Reproduce the stretch of entries from the line containing "It would be wonderful if you could pinpoint every antenna" through the last entry, requests included. Raise every bounding box coordinate in the answers by 38.

-- begin Records for this exercise --

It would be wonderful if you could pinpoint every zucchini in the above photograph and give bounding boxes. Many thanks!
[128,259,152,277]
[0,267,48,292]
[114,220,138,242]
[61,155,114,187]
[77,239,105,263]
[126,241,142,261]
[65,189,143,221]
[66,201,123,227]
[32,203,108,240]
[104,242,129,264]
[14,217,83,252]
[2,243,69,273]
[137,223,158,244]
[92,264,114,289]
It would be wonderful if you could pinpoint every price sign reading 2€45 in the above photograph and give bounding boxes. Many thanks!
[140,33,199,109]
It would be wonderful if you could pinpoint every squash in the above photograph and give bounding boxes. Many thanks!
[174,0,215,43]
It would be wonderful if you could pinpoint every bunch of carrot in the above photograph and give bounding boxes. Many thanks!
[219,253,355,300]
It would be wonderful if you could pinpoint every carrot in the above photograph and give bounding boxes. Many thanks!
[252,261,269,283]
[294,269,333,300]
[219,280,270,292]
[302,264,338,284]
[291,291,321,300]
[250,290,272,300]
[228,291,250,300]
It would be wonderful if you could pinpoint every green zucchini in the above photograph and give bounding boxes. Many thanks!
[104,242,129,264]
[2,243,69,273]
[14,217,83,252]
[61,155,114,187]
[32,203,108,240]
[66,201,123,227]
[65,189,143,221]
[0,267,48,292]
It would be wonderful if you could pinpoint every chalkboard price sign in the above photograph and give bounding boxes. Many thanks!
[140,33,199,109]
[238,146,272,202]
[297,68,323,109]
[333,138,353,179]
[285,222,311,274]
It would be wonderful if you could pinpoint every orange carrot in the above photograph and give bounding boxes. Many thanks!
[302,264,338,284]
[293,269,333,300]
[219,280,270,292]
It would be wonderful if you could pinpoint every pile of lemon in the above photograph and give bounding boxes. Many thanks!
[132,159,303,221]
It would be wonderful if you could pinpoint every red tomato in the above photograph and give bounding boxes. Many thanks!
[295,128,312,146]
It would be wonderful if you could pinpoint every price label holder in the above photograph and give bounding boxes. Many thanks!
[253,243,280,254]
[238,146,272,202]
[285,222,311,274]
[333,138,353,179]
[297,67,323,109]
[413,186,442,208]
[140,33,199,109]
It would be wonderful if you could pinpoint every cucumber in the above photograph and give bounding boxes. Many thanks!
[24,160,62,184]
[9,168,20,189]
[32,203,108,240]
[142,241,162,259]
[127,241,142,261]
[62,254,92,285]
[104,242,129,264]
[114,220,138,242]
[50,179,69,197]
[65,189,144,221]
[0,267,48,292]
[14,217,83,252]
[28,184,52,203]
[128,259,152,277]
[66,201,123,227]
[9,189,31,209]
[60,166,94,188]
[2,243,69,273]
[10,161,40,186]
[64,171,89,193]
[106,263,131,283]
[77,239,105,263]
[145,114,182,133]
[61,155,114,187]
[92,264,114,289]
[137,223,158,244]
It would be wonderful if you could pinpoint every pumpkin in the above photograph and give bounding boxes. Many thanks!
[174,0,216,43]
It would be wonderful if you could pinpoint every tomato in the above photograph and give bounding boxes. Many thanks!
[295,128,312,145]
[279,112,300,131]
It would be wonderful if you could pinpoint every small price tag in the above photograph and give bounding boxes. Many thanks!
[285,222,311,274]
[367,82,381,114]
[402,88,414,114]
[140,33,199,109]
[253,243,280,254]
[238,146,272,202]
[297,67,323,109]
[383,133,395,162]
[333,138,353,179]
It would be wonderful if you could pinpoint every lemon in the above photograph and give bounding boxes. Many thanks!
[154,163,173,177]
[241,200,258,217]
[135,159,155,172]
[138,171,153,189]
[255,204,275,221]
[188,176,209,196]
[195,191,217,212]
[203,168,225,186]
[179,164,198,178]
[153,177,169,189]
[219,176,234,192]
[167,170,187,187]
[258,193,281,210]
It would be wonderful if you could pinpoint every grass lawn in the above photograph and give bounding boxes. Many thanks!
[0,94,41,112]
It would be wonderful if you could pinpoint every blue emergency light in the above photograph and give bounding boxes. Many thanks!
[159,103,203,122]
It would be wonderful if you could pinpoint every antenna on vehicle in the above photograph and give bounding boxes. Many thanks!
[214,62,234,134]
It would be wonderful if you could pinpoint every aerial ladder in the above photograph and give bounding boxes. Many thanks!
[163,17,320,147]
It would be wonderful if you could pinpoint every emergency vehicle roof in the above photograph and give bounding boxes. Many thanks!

-- end Records for this exercise --

Solution for this task:
It would be wonderful if you could pinpoint every antenna on vehicle in the above photograph and give bounding boxes. Many thanks!
[252,100,272,172]
It would be wonderful if you could pinpoint every aerial ladder in the above photograph and give bounding boxes. Many thanks!
[201,55,358,185]
It would be wonderful if you could pinpoint every emergency vehicle roof in the above photograph and give bounding boxes. Many thanks!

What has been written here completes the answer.